▶ _Prompt_: Pull out each line in the listing below that contains the word "floor".

▶ _Given data_:

──────────────────────────────

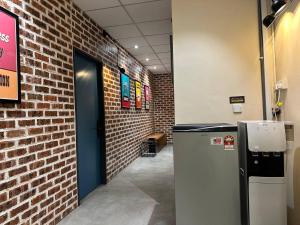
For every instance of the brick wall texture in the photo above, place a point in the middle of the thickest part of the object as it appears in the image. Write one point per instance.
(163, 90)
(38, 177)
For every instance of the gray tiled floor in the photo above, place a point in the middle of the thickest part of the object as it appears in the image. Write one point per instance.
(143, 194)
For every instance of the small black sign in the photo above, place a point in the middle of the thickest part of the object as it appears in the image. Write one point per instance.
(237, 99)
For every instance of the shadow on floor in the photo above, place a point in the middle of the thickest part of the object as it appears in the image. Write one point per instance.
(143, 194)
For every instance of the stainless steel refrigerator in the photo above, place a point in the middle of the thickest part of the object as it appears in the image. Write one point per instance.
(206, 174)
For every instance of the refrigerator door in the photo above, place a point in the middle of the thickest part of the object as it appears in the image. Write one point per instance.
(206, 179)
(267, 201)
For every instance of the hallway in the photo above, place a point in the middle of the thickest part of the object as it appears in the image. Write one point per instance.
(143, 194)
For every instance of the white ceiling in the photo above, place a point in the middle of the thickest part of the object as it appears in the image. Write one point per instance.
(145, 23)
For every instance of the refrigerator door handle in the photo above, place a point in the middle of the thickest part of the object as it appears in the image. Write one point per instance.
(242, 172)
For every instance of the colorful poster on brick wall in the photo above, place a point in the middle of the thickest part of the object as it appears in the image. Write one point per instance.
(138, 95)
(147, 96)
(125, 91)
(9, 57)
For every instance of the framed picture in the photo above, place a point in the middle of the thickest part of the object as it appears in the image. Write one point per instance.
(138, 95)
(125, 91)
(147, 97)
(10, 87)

──────────────────────────────

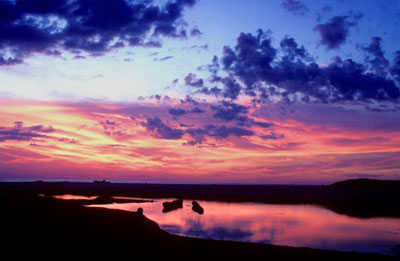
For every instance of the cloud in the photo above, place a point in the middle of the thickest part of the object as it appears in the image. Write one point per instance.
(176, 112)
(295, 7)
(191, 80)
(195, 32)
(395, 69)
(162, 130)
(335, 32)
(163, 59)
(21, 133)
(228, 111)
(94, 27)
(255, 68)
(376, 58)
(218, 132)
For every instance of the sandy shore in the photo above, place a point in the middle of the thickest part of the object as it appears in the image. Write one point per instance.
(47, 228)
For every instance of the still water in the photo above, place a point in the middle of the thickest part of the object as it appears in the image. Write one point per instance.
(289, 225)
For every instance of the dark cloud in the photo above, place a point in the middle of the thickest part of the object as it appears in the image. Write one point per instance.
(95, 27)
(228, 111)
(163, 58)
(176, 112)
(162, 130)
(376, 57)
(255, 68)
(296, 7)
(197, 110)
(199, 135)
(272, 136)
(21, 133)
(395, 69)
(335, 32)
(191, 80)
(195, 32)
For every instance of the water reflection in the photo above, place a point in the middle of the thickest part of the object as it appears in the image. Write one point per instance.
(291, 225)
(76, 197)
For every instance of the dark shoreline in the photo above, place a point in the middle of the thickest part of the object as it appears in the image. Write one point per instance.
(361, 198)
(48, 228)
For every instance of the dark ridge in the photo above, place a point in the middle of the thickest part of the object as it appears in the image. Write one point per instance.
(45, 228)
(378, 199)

──────────────────────────────

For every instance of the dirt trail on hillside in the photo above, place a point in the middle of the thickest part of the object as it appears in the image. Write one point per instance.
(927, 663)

──────────────────────────────

▶ _Result of this exercise_:
For every instance of the gray tiled floor in the photo above, place a point in the middle of the thickest part of the object as it appears in the image. Write one point per instance.
For every instance of the shadow on floor in the photo above, place a point in the middle of the thickest part of the object as it appears in the image. Write one point per instance.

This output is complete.